**WORK TO BE COMPLETED:**
Copy out the entries below, beginning with the line that contains "Every side door" and continuing through the end of the entries, and leave the pictures out of your answer.

**PROVIDED DATA:**
(begin)
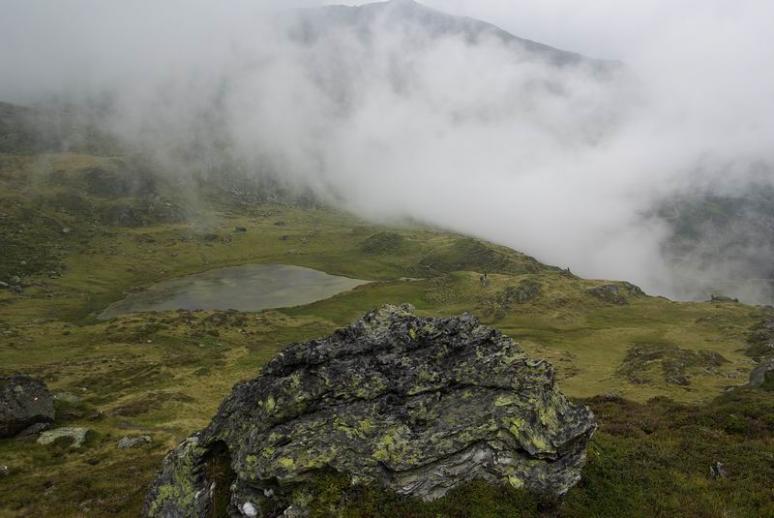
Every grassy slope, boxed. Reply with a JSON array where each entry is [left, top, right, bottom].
[[0, 155, 774, 516]]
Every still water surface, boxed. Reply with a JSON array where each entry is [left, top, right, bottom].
[[99, 264, 368, 320]]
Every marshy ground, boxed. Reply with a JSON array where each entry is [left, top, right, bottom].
[[0, 154, 774, 517]]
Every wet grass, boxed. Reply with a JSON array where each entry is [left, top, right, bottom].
[[0, 155, 774, 516]]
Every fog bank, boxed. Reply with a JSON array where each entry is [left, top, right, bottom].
[[0, 0, 774, 301]]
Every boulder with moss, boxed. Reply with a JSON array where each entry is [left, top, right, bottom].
[[145, 305, 596, 517], [0, 374, 54, 438]]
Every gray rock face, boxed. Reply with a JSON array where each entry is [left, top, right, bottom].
[[750, 358, 774, 389], [38, 426, 91, 448], [145, 306, 596, 517], [586, 282, 645, 306], [118, 435, 151, 450], [0, 374, 54, 438]]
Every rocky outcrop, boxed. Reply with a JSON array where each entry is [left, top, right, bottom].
[[750, 358, 774, 389], [0, 374, 54, 438], [38, 426, 91, 448], [145, 306, 596, 517], [586, 282, 645, 306]]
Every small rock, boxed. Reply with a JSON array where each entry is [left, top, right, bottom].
[[710, 461, 728, 480], [242, 502, 258, 518], [16, 423, 51, 439], [710, 294, 739, 304], [750, 358, 774, 388], [54, 392, 82, 405], [118, 435, 151, 450], [38, 426, 91, 448], [0, 374, 54, 438], [282, 505, 309, 518]]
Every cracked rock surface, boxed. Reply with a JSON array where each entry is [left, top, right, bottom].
[[145, 305, 596, 517]]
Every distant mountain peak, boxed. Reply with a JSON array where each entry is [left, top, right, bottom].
[[297, 0, 620, 71]]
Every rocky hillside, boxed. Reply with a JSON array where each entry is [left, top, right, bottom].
[[146, 305, 596, 517]]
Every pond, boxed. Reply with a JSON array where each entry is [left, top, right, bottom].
[[98, 264, 368, 320]]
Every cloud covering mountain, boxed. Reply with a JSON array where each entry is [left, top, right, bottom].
[[0, 0, 774, 300]]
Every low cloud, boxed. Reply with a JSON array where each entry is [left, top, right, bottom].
[[0, 0, 774, 300]]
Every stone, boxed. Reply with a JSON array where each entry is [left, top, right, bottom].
[[710, 294, 739, 304], [16, 423, 51, 438], [118, 435, 151, 450], [710, 461, 728, 480], [54, 392, 82, 405], [750, 358, 774, 389], [586, 282, 645, 306], [0, 374, 54, 438], [38, 426, 91, 448], [145, 305, 596, 517]]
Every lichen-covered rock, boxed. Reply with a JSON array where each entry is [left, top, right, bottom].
[[750, 358, 774, 389], [145, 306, 596, 517], [586, 282, 645, 306], [38, 426, 91, 448], [0, 374, 54, 438]]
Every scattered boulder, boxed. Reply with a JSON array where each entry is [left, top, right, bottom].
[[746, 317, 774, 361], [586, 282, 645, 306], [618, 343, 728, 386], [360, 232, 403, 255], [0, 374, 54, 438], [750, 358, 774, 390], [54, 392, 82, 405], [710, 294, 739, 304], [38, 426, 91, 448], [118, 435, 151, 450], [16, 423, 51, 439], [145, 305, 596, 517], [502, 280, 541, 305], [710, 461, 728, 480]]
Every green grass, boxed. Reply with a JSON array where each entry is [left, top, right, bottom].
[[0, 154, 774, 516]]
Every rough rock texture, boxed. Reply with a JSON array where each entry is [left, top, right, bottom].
[[145, 306, 596, 517], [118, 435, 151, 450], [38, 426, 91, 448], [750, 358, 774, 389], [0, 374, 54, 438], [586, 282, 645, 306]]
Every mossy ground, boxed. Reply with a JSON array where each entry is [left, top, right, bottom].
[[0, 154, 774, 516]]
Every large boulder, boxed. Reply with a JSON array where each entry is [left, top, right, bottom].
[[145, 305, 596, 517], [750, 358, 774, 389], [0, 374, 54, 438]]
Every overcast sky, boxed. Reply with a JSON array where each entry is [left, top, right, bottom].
[[0, 0, 774, 302]]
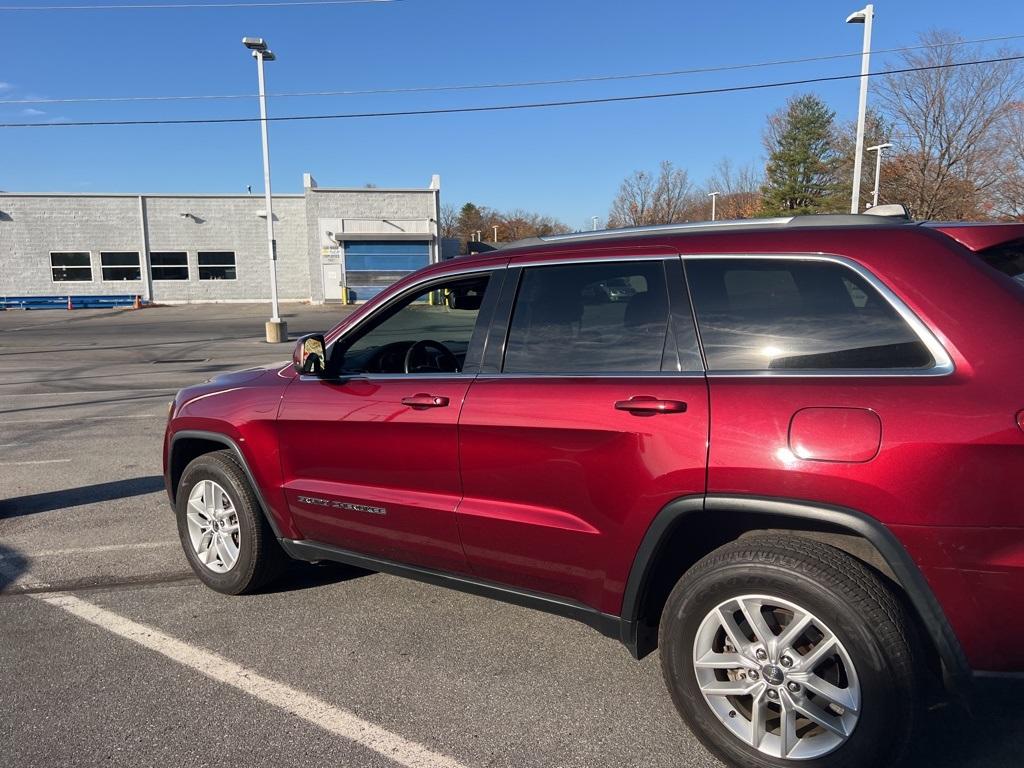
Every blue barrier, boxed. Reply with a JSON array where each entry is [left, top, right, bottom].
[[0, 294, 142, 309]]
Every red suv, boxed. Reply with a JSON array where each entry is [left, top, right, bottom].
[[164, 215, 1024, 767]]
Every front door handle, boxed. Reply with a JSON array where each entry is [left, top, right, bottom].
[[401, 392, 449, 411], [615, 394, 686, 416]]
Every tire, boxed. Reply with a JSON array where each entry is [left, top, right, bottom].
[[658, 535, 925, 768], [175, 451, 288, 595]]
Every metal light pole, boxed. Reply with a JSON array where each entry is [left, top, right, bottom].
[[846, 3, 874, 213], [242, 37, 288, 344], [865, 142, 892, 208]]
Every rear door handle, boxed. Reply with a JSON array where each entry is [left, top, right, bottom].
[[615, 394, 686, 416], [401, 392, 449, 411]]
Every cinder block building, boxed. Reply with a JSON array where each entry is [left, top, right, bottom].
[[0, 174, 441, 303]]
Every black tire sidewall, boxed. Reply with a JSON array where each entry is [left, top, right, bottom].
[[660, 562, 914, 768], [175, 457, 260, 595]]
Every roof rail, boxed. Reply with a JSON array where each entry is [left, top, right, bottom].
[[502, 211, 909, 250]]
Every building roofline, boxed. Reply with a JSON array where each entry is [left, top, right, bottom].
[[0, 191, 305, 202], [306, 186, 437, 194], [502, 213, 909, 250]]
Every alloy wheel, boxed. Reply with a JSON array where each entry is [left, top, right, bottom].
[[185, 480, 240, 573], [693, 595, 861, 760]]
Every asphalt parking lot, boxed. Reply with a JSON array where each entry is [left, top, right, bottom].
[[0, 305, 1024, 768]]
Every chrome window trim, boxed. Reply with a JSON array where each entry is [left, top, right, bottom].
[[299, 372, 477, 384], [682, 253, 956, 379], [538, 216, 795, 243], [476, 371, 705, 379], [509, 251, 679, 269]]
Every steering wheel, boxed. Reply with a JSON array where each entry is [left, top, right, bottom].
[[404, 339, 459, 374]]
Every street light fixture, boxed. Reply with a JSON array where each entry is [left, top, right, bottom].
[[846, 3, 874, 213], [242, 37, 288, 344], [865, 142, 892, 208]]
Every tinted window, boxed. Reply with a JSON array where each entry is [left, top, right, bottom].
[[503, 261, 675, 374], [332, 275, 489, 374], [978, 240, 1024, 284], [686, 258, 934, 371]]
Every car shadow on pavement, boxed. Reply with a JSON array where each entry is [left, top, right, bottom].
[[0, 475, 164, 519], [906, 679, 1024, 768], [260, 560, 374, 594], [0, 544, 29, 594]]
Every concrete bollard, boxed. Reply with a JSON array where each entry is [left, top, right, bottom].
[[266, 321, 288, 344]]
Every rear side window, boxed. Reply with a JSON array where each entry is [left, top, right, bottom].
[[978, 240, 1024, 285], [686, 258, 935, 371], [503, 261, 675, 374]]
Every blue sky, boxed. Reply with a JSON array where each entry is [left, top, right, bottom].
[[0, 0, 1024, 227]]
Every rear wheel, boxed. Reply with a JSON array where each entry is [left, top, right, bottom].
[[175, 451, 288, 595], [659, 536, 923, 768]]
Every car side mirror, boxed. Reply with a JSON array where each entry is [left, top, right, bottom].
[[292, 334, 327, 376]]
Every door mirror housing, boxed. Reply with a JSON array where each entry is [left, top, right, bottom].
[[292, 334, 327, 377]]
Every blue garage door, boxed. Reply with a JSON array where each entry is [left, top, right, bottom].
[[345, 240, 430, 301]]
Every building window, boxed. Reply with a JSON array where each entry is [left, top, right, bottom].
[[345, 241, 430, 301], [50, 251, 92, 283], [150, 251, 188, 281], [99, 251, 142, 282], [199, 251, 234, 280]]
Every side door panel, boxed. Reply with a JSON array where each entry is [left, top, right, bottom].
[[457, 257, 709, 613], [278, 377, 469, 570], [278, 268, 504, 572]]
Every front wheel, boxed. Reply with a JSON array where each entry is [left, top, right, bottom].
[[659, 535, 923, 768], [175, 451, 288, 595]]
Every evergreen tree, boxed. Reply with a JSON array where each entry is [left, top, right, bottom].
[[761, 94, 842, 216]]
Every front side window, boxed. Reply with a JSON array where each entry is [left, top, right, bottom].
[[686, 258, 935, 371], [50, 251, 92, 283], [331, 274, 489, 375], [150, 251, 188, 281], [99, 251, 142, 281], [502, 260, 669, 374], [197, 251, 236, 280]]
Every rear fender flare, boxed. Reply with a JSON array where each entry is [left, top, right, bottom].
[[622, 494, 971, 693]]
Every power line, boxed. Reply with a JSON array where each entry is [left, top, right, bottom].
[[0, 54, 1024, 128], [0, 0, 395, 11], [0, 33, 1024, 104]]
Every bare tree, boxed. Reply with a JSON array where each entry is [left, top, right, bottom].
[[608, 160, 695, 228], [705, 158, 764, 219], [493, 208, 569, 243], [991, 102, 1024, 221], [879, 32, 1024, 219]]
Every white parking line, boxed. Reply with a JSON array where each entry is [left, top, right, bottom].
[[33, 592, 464, 768], [0, 391, 178, 397], [0, 414, 160, 427], [0, 541, 177, 562], [0, 459, 71, 467]]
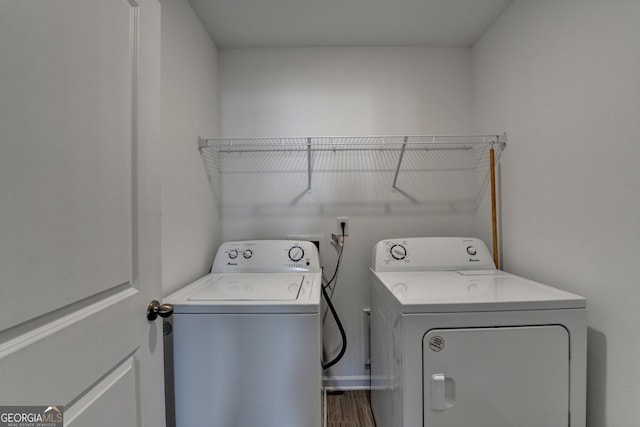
(end)
**COMPLETED TASK:**
Every side door panel, boxed. Reply with a JSON array where each entry is [left, top, right, bottom].
[[457, 257, 709, 613], [278, 377, 469, 570], [278, 268, 504, 572]]
Every front wheel, boxed. Reply with a JSON array where each entry is [left, top, right, bottom].
[[659, 535, 923, 768], [175, 451, 288, 595]]
Every evergreen tree, boxed. Reply with a JSON array where each entry is [left, top, right, bottom].
[[761, 94, 842, 216]]
Every front side window, boxed. Reply with a JSON array where each entry is [left, top, right, bottom].
[[686, 258, 935, 371], [50, 251, 92, 283], [331, 274, 489, 375], [150, 251, 188, 281], [99, 251, 142, 281], [502, 260, 669, 374], [197, 251, 236, 280]]
Every rear fender flare, boxed. Reply with a JSON array where each entry is [left, top, right, bottom].
[[622, 494, 971, 693]]
Every power line, boxed. Reply with a JSON array where each entry is [left, top, right, bottom].
[[0, 54, 1024, 128], [0, 0, 395, 11], [0, 33, 1024, 104]]
Every bare tree, boxed. Reply with a JSON array where each entry is [left, top, right, bottom].
[[608, 160, 695, 228], [705, 158, 764, 219], [493, 208, 569, 243], [991, 102, 1024, 221], [879, 32, 1024, 219]]
Every white parking line, boxed. Reply with a JSON array where each entry is [left, top, right, bottom].
[[33, 592, 464, 768], [0, 391, 178, 397], [0, 414, 160, 427], [0, 541, 177, 562], [0, 459, 71, 467]]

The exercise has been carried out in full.